▸ EXERCISE: Your task is to extract every entry that follows word for word while excluding the pictures.

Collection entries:

++++++++

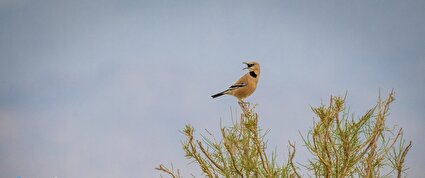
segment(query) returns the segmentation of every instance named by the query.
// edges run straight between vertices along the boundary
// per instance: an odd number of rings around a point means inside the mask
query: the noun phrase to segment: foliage
[[[400,177],[411,143],[404,146],[403,130],[394,135],[385,125],[393,101],[394,92],[386,100],[379,97],[359,120],[345,109],[345,97],[331,97],[329,106],[312,108],[320,121],[304,139],[314,155],[306,167],[316,177],[388,177],[394,171]],[[392,169],[384,173],[388,167]]]
[[[331,97],[329,105],[312,107],[320,119],[303,137],[305,147],[312,154],[306,174],[313,177],[402,177],[405,158],[411,148],[406,146],[403,130],[385,125],[394,92],[362,117],[355,119],[345,108],[345,97]],[[265,133],[258,126],[258,114],[249,103],[240,102],[240,121],[221,128],[221,140],[202,136],[194,138],[194,128],[186,125],[183,149],[186,158],[200,166],[206,177],[301,177],[300,167],[294,163],[296,148],[289,142],[288,160],[280,165],[276,154],[266,153]],[[180,172],[164,165],[156,168],[173,178]],[[310,175],[311,177],[311,175]]]

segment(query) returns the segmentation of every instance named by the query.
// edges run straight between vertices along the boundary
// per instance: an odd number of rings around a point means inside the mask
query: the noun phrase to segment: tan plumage
[[[229,89],[212,95],[212,98],[219,97],[221,95],[233,95],[239,100],[242,100],[254,93],[257,89],[258,79],[260,78],[260,64],[257,62],[244,62],[247,65],[246,68],[249,72],[242,76],[235,84],[229,87]]]

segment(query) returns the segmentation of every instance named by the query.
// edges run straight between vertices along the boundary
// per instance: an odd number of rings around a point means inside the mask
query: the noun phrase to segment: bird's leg
[[[245,102],[244,100],[239,99],[238,103],[239,103],[239,106],[241,106],[243,113],[246,116],[249,116],[251,114],[251,112],[249,111],[249,102]]]
[[[246,107],[246,105],[247,105],[248,103],[247,103],[247,102],[245,102],[243,99],[239,99],[239,100],[238,100],[238,104],[239,104],[241,107],[245,108],[245,107]]]
[[[245,103],[245,101],[241,98],[238,98],[238,103]]]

++++++++

▸ SOLUTION:
segment(query) returns the segmentation of every instance named by the query.
// edges run straight between vertices along the boundary
// per instance: an odd number of rings around a point means inside the mask
query: the noun phrase to segment: foliage
[[[400,177],[411,143],[404,146],[403,130],[394,135],[385,125],[393,101],[394,92],[386,100],[379,97],[359,120],[345,109],[345,97],[331,97],[329,106],[312,108],[320,121],[304,139],[314,155],[306,167],[316,177],[388,177],[394,171]],[[392,169],[384,173],[388,167]]]
[[[331,97],[329,105],[312,107],[320,119],[303,137],[305,147],[312,154],[306,174],[313,177],[402,177],[405,158],[411,148],[406,146],[403,130],[385,125],[394,92],[362,117],[355,119],[345,108],[345,97]],[[265,133],[258,126],[258,114],[249,103],[240,102],[240,121],[221,128],[221,140],[202,136],[194,138],[194,128],[186,125],[183,149],[186,158],[200,166],[206,177],[301,177],[300,167],[294,163],[296,148],[289,142],[288,160],[280,165],[276,154],[266,153]],[[180,172],[164,165],[156,168],[173,178]],[[310,175],[311,177],[311,175]]]

segment(query) returns the segmentation of every instance named by the query.
// edges run straight between vertices along the boundary
// per instance: an odd number of rings around a point means inside the mask
query: the noun phrase to segment: tan plumage
[[[229,89],[212,95],[212,98],[219,97],[221,95],[233,95],[239,100],[242,100],[254,93],[257,89],[258,79],[260,78],[260,64],[257,62],[244,62],[247,65],[246,68],[249,72],[242,76],[235,84],[229,87]]]

segment(query) returns the segmentation of every instance named by the query.
// edges run straight between vertices along the boundary
// per instance: an odd number of rings around a point means inside the mask
query: the noun phrase to segment: bird's leg
[[[245,102],[244,100],[239,99],[238,103],[239,103],[239,106],[241,106],[243,113],[246,116],[249,116],[251,114],[251,112],[249,111],[249,102]]]
[[[246,107],[246,105],[247,105],[248,103],[247,103],[247,102],[245,102],[243,99],[239,99],[239,100],[238,100],[238,104],[239,104],[241,107],[245,108],[245,107]]]
[[[245,103],[245,101],[241,98],[238,98],[238,103]]]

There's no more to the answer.